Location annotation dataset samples
- - -

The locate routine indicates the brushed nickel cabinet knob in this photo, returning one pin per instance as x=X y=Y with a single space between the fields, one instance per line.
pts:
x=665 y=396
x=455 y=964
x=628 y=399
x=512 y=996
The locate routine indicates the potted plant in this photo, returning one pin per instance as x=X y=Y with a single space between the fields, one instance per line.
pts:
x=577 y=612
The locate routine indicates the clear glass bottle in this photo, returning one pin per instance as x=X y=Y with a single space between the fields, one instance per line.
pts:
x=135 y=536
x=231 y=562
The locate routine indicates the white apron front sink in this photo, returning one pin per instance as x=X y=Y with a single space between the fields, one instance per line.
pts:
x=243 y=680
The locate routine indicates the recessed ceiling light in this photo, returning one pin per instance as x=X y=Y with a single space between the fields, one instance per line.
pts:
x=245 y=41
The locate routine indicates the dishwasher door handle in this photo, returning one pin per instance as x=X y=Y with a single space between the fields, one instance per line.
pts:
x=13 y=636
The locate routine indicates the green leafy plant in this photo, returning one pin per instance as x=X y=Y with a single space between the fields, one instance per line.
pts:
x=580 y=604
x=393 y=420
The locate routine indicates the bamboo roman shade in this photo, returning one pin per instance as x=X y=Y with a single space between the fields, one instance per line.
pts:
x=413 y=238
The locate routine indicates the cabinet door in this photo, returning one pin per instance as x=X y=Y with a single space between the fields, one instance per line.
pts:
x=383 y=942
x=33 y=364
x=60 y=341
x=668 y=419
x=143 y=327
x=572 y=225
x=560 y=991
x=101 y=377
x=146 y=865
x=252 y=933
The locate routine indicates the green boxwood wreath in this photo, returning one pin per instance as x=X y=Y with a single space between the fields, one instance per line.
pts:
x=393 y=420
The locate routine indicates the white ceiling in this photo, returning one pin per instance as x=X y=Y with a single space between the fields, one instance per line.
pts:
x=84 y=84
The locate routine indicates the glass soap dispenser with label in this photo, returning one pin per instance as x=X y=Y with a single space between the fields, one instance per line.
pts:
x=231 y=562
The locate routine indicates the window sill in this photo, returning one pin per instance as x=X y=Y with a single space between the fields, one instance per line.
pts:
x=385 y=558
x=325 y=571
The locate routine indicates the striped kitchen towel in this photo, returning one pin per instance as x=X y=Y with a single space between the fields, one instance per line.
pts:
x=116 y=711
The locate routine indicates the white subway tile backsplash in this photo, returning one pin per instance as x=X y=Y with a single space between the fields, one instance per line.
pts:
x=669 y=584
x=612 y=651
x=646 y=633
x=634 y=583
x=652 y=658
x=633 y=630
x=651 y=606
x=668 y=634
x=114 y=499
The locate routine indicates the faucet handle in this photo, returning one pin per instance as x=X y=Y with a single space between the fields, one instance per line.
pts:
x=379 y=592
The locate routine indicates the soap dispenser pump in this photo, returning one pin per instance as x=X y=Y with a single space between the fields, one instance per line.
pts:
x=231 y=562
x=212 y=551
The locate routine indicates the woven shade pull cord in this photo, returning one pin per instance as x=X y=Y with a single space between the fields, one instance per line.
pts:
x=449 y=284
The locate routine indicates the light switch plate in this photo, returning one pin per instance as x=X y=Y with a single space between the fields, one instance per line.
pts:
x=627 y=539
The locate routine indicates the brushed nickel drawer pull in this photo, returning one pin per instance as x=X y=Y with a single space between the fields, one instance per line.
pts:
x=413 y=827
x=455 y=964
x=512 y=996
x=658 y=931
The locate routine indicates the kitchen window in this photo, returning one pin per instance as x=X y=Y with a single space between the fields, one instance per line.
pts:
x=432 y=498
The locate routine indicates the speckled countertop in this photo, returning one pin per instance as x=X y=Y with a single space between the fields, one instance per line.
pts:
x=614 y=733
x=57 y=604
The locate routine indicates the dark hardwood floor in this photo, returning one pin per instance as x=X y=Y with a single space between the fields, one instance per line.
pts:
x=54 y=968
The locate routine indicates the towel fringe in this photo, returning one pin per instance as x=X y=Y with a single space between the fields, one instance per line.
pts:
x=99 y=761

- - -

Task description: Copy out all of the records above word for word, line for line.

Written solution:
The locate routine indicates the brushed nickel cabinet knob in this photo, returning one pin per instance as x=X y=Y with a single space between the fields, one instance per line.
pts:
x=665 y=396
x=455 y=964
x=628 y=399
x=512 y=996
The locate routine indicates the potted plant in this photo, returning one pin per instance as x=X y=Y with a single space between the fields, one instance per line.
pts:
x=577 y=612
The locate routine indicates the clear glass bottle in this photo, returning one pin per instance as x=X y=Y with a single space between the fields, one instance per line.
pts:
x=135 y=536
x=231 y=562
The locate routine indicates the white apron front sink in this photo, returning one pin per instance as x=X y=Y with a single space between the fields, one instance per line.
pts:
x=243 y=680
The locate routine indicates the recessed ceiling light in this photo, returning one pin per instance as x=X y=Y with a single space between the fields, one instance per line.
pts:
x=245 y=41
The locate routine indicates the dishwasher door handle in this photo, returning one pin per instance as x=X y=Y with a single space between the fields, one instance per line.
pts:
x=13 y=636
The locate routine indicates the green leafy plant in this photo, returning one pin per instance as x=X y=Y with a single space between the fields, one instance per line.
pts:
x=580 y=604
x=393 y=420
The locate routine indicates the bamboo roman shade in this photo, returning one pin per instance as x=X y=Y with a single space between the fields, one instance per line.
pts:
x=413 y=238
The locate routine indicates the cabinet door in this photo, returning one pin per instance as x=X y=Y with a single space between the fields, one instance per line.
pts:
x=383 y=942
x=33 y=364
x=60 y=341
x=668 y=419
x=143 y=327
x=572 y=225
x=560 y=991
x=101 y=377
x=146 y=865
x=252 y=933
The locate routine indicates the green boxwood wreath in this photo, returning one pin per instance as x=X y=Y with a single space between the fields, one instance per line.
pts:
x=393 y=420
The locate routine indicates the white ceiling in this photo, returning one pin per instance as x=X y=Y with a single space between the fields, one instance per line.
pts:
x=84 y=84
The locate routine indicates the glass soap dispenser with label in this photo, returning one pin per instance as x=X y=Y with a single space between the fields, one instance per line.
pts:
x=231 y=562
The locate routine indicates the window sill in this photo, returning one pin per instance as x=X y=Y with a single space between the fields, one instance per line.
pts:
x=385 y=558
x=325 y=571
The locate routine indicates the striped kitchen towel in this photo, returning one pin per instance as x=X y=Y with a single space between the fields, one instance per line.
pts:
x=116 y=711
The locate routine indicates the white subway tile backsplash in this photo, returning one pin per instance as x=X y=Y with a single space between the fields, one instance per line.
pts:
x=669 y=584
x=612 y=651
x=646 y=633
x=634 y=583
x=652 y=658
x=633 y=630
x=651 y=606
x=668 y=634
x=114 y=499
The locate routine indicates the faucet handle in this photo, returning one pin per instance as x=X y=Y with a single space between the fields, one instance per line.
pts:
x=379 y=592
The locate routine indicates the soap dispenser pump in this photo, returning one pin per instance as x=X y=Y with a single space between the fields, one instance per line.
pts:
x=231 y=562
x=212 y=551
The locate routine indicates the woven shade pull cord in this photo, returning one pin per instance as x=X y=Y with a single space between the fields, one instance per line.
pts:
x=449 y=284
The locate routine indicates the light switch plate in this photo, returning one pin per instance as x=X y=Y with a single space between the fields, one instance per line.
pts:
x=627 y=539
The locate routine indicates the brushed nickel drawer pull in this photo, returning one pin per instance as x=X y=Y with a single space between the fields, one instance per line.
pts:
x=413 y=827
x=455 y=964
x=512 y=996
x=658 y=931
The locate routine indicates the kitchen window in this photo, returning one pin per instance as x=X y=Y with a single space between the fields, one instance per line.
pts:
x=432 y=498
The locate routine indicates the speckled countertop in this photo, returning one pin per instance as x=X y=Y with a single space between the fields, one instance per line.
pts:
x=614 y=733
x=57 y=604
The locate routine indicates the dark hardwood floor in this photo, returning one pin per instance as x=X y=Y with a single space between the fields, one instance per line.
pts:
x=54 y=968
The locate routine indicates the towel fringe in this photo, returning one pin per instance as x=X y=Y with a single space between the fields, one instance per line.
pts:
x=99 y=761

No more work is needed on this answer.